- Information shown

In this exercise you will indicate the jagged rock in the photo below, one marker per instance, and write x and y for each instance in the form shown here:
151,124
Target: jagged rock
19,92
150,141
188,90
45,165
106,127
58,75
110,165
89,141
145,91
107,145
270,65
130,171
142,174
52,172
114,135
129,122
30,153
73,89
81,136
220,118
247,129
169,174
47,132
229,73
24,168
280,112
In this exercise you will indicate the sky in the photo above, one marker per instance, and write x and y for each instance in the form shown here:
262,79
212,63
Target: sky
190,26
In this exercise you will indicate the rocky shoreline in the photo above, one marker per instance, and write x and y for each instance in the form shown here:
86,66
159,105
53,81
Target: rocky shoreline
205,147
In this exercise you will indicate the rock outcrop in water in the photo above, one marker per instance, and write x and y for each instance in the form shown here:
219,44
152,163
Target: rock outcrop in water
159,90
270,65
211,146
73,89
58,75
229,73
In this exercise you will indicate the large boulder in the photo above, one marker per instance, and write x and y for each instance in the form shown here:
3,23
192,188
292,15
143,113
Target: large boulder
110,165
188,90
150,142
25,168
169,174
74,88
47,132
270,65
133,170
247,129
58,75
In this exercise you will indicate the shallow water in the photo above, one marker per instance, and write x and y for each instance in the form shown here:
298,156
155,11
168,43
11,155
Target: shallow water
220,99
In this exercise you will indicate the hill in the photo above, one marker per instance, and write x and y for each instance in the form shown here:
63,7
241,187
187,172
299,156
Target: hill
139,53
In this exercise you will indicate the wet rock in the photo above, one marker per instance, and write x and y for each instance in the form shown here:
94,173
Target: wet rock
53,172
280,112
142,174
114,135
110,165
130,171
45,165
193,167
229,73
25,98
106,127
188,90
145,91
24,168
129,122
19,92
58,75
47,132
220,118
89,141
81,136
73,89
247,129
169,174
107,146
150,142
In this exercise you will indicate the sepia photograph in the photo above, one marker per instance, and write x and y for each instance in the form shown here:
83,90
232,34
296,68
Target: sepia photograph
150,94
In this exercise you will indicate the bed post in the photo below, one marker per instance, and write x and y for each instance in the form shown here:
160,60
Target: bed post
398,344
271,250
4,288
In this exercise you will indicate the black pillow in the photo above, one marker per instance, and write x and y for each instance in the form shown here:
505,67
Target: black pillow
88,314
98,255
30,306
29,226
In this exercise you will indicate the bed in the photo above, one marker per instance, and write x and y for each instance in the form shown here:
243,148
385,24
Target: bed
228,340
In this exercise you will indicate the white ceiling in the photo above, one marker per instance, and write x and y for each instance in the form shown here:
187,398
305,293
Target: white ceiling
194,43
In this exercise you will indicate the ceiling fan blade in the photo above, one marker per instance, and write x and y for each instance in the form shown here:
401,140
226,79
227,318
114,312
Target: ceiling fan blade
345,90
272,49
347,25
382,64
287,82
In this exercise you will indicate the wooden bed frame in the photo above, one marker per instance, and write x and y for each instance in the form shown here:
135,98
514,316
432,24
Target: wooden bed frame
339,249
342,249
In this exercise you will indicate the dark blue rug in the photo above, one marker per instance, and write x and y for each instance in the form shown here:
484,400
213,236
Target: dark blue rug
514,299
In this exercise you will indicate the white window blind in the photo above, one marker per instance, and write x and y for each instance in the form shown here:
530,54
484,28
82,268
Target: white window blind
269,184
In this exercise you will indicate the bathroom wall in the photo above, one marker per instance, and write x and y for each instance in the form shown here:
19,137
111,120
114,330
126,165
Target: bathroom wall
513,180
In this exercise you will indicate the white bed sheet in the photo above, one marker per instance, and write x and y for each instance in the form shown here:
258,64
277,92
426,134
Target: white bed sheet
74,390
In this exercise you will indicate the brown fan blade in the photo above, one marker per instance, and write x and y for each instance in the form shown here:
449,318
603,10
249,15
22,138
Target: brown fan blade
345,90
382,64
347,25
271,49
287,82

- Set problem
Return, word for word, the lines of the entries that begin at the line containing "In this exercise you will indicate the brown" and run through the final line of the entries.

- Task solution
In this exercise you will indicate the brown fan blade in the photo above, one marker per instance, and write x and y for each instance in the form shown here:
449,318
603,10
249,15
22,138
Target: brown fan blade
345,90
382,64
347,25
271,49
287,82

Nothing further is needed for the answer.